### Data extracts
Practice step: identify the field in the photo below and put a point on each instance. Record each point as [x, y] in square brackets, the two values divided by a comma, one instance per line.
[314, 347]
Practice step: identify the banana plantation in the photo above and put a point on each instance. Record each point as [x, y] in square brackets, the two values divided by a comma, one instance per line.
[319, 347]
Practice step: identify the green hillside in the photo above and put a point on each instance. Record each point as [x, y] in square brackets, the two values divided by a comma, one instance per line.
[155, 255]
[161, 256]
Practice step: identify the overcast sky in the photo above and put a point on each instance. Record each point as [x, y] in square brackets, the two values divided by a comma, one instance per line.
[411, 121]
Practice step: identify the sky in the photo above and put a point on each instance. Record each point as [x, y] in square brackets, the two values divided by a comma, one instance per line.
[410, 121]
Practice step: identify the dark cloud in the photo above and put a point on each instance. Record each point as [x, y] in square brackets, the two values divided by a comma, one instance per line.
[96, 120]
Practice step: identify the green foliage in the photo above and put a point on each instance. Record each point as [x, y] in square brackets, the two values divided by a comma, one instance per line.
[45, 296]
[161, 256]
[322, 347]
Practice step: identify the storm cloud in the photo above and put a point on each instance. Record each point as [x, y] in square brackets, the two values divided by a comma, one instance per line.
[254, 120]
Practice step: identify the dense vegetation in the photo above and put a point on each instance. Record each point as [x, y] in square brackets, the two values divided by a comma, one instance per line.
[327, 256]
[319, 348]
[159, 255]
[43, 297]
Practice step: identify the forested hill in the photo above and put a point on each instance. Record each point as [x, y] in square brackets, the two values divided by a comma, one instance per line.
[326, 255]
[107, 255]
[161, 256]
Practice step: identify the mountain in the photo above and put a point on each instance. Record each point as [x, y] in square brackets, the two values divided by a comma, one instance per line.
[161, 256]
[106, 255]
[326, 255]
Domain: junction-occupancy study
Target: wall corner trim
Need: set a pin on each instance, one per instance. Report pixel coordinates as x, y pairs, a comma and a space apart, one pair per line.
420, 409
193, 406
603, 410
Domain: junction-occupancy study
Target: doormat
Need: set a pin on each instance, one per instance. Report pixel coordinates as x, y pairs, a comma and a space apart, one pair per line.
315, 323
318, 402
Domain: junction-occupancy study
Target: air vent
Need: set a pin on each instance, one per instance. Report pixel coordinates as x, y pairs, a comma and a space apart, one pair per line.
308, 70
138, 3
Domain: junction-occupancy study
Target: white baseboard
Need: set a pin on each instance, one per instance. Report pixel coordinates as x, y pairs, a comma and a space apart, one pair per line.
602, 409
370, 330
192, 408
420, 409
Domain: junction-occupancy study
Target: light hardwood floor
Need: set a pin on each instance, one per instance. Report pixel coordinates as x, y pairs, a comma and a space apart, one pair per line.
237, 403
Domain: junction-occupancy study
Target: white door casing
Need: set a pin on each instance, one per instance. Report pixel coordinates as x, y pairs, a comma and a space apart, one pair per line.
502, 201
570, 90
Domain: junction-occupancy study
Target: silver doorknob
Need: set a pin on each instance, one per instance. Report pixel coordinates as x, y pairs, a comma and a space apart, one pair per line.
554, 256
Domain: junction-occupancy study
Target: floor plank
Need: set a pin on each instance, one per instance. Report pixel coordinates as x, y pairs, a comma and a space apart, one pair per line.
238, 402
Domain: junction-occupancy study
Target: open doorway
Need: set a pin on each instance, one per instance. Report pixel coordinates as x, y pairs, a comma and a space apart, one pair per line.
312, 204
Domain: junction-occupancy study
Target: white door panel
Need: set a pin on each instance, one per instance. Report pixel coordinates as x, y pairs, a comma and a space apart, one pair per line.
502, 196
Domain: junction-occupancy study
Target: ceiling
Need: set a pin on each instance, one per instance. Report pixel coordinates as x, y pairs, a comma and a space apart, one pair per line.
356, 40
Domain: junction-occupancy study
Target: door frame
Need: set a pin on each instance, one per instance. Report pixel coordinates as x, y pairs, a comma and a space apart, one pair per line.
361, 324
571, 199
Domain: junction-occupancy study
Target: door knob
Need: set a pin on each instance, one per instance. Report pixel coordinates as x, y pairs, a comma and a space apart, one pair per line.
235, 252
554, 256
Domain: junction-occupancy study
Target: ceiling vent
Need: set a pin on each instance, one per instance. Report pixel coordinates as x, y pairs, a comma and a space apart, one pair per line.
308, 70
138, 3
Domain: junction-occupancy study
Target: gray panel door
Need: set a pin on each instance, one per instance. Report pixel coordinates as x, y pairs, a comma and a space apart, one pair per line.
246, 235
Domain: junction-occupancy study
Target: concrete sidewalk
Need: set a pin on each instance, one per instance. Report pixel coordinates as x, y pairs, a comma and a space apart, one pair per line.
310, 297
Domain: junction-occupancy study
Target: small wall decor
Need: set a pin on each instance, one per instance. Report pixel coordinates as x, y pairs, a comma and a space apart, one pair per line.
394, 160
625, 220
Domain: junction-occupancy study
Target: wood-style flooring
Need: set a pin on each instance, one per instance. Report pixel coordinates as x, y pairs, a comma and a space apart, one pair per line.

### Required work
For each line above that contains "panel", make a copy.

### Response
Target: white door panel
Target: gray panel door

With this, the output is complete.